EXERCISE MATERIAL START
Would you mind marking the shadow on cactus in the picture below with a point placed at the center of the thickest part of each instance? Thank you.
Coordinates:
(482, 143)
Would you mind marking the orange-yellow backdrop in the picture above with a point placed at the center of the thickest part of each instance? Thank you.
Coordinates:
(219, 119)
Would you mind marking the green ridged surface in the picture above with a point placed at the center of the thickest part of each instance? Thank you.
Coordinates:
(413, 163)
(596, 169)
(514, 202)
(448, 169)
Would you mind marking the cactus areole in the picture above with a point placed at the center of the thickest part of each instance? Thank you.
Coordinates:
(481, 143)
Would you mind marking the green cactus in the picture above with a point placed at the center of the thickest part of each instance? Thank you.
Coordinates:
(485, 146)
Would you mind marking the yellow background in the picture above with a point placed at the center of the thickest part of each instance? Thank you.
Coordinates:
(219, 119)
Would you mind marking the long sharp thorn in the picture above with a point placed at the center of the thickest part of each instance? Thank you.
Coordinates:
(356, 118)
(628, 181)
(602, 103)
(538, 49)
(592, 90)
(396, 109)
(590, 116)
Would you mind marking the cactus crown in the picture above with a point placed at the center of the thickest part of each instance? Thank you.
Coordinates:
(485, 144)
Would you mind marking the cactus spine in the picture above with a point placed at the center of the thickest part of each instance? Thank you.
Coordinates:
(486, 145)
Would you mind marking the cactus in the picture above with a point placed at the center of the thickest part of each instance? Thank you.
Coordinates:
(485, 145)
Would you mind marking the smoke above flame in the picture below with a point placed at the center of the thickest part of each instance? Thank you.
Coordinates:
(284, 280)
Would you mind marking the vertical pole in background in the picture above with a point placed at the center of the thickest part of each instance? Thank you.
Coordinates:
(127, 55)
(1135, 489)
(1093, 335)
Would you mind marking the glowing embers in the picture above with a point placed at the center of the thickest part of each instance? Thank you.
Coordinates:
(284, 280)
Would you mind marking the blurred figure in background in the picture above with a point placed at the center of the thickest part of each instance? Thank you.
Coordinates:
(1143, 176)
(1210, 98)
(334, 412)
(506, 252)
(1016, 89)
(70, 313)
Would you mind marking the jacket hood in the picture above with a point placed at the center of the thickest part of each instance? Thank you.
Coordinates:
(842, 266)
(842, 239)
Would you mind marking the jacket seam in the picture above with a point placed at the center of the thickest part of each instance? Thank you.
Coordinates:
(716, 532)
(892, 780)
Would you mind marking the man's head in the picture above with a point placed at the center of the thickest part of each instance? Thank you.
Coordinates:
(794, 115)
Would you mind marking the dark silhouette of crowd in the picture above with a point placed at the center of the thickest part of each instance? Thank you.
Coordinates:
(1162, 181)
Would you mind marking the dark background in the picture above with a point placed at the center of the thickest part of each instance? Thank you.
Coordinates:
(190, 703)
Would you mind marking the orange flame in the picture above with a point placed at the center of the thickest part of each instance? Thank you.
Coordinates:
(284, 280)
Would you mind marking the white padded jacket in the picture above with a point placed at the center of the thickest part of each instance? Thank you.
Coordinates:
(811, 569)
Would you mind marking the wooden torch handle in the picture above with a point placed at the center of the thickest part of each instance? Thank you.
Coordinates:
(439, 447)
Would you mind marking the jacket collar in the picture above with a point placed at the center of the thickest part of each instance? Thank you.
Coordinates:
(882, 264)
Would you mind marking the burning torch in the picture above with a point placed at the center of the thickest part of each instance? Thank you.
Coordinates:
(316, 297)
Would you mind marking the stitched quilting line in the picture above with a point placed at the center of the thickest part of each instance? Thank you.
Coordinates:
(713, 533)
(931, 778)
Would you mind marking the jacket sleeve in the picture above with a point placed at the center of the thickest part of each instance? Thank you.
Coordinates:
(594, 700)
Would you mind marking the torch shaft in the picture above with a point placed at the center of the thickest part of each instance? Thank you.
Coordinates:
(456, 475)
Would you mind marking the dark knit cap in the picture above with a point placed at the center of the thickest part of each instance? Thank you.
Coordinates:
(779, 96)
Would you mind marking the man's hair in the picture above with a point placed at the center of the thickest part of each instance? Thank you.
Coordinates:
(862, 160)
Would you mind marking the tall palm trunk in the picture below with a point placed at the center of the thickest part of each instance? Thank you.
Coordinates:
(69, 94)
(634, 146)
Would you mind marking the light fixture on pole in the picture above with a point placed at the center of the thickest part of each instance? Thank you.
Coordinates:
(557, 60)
EXERCISE MATERIAL END
Look above for the line holding "Would you mind marking the green ridged". Print it and every line after it, exactly, through the line holding "Would you mind marking the cactus crown".

RESPONSE TO THIS TASK:
Would you mind marking the green ridged surface in the picture above with a point placed at the center of the thickest part of each instance? Thank you.
Coordinates:
(413, 163)
(596, 169)
(514, 202)
(448, 169)
Would you mind marking the cactus areole in the picture above with a point placed at the center of the thickest part of each instance? Thank you.
Coordinates:
(481, 143)
Would you mind marking the green cactus in the picture above with a point placed at the center of the thickest part of each instance? Thank you.
Coordinates:
(485, 146)
Would you mind marking the yellow background in the picture above with a point placed at the center of the thickest part of each instance? Thank you.
Coordinates:
(219, 119)
Would you mind marking the long sharp thorn in the picture above with a point placed at the center of the thickest part of each instance? Thank you.
Coordinates:
(356, 118)
(628, 181)
(602, 103)
(538, 49)
(592, 90)
(396, 109)
(590, 116)
Would you mind marking the cactus crown in the picture above with a point placed at the center of the thickest part of each instance? Thank you.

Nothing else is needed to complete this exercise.